▸ **Description of the task**
Please swap every "indicate" in the material below for "mark" and write the lines out again with nothing else changed. Leave the pictures out of your answer.

[Image point annotation entries]
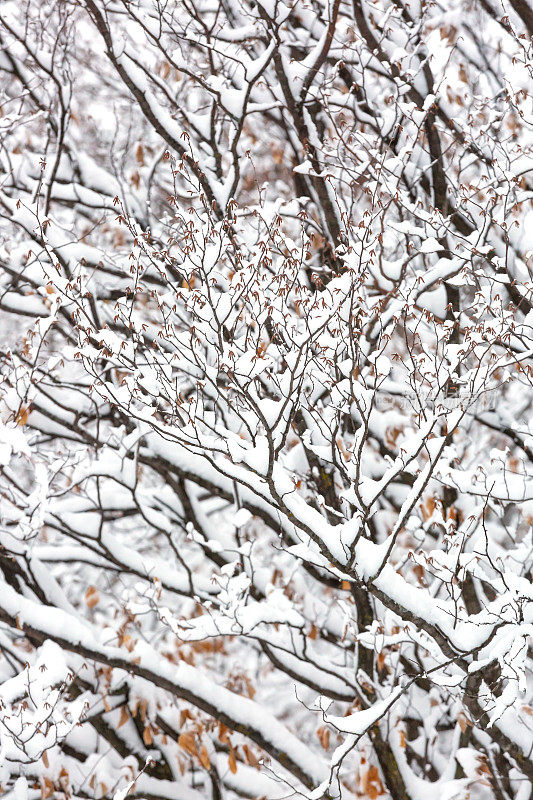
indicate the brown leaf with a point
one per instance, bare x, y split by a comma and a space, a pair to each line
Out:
232, 761
204, 758
147, 736
187, 741
22, 416
92, 596
323, 735
124, 716
251, 758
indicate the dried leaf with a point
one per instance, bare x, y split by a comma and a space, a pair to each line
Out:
124, 716
204, 758
251, 758
22, 416
92, 596
147, 736
323, 735
232, 762
187, 741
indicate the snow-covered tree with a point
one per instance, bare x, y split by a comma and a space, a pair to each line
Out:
266, 429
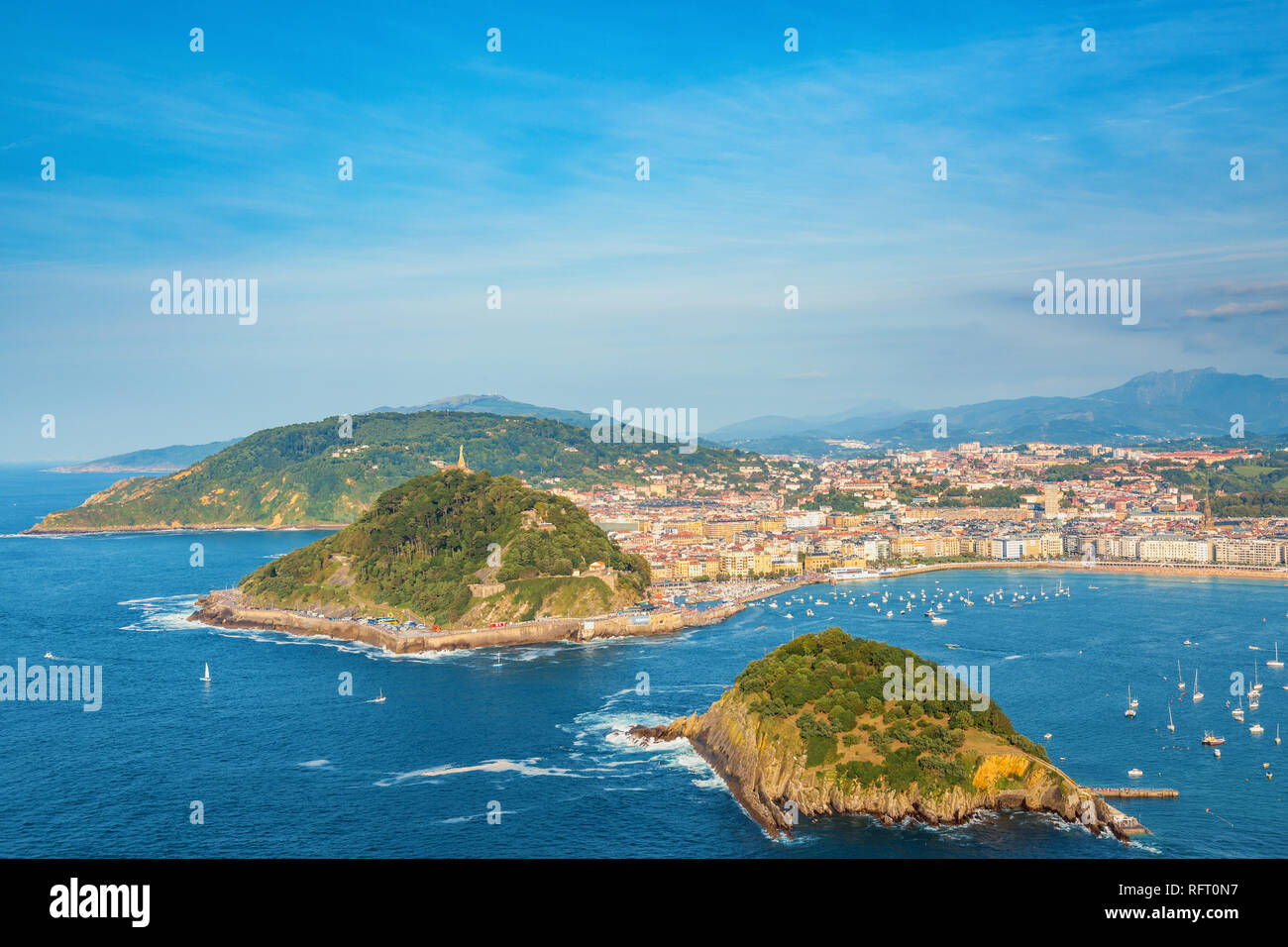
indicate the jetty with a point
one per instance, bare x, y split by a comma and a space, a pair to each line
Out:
1132, 792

▸ **Task answer**
mark the brown leaf with a point
one per instance, bare x, y split by a comma and a space, a pair to each line
Out:
232, 761
204, 758
147, 736
187, 741
22, 416
92, 596
323, 735
124, 716
251, 758
mark the dried leaf with a point
one per instance, bare x, y split by a comma and a space, a pair to each line
Out:
124, 716
204, 758
251, 758
22, 416
92, 596
147, 736
323, 735
232, 762
187, 741
mark the snow-covered tree with a point
one per instance, bare x, y split by a comma and a space, a pair to each line
Out:
266, 429
mark the jetty with a point
one per instance, bare x, y split by a comma and a space, a pair to each line
Out:
1132, 792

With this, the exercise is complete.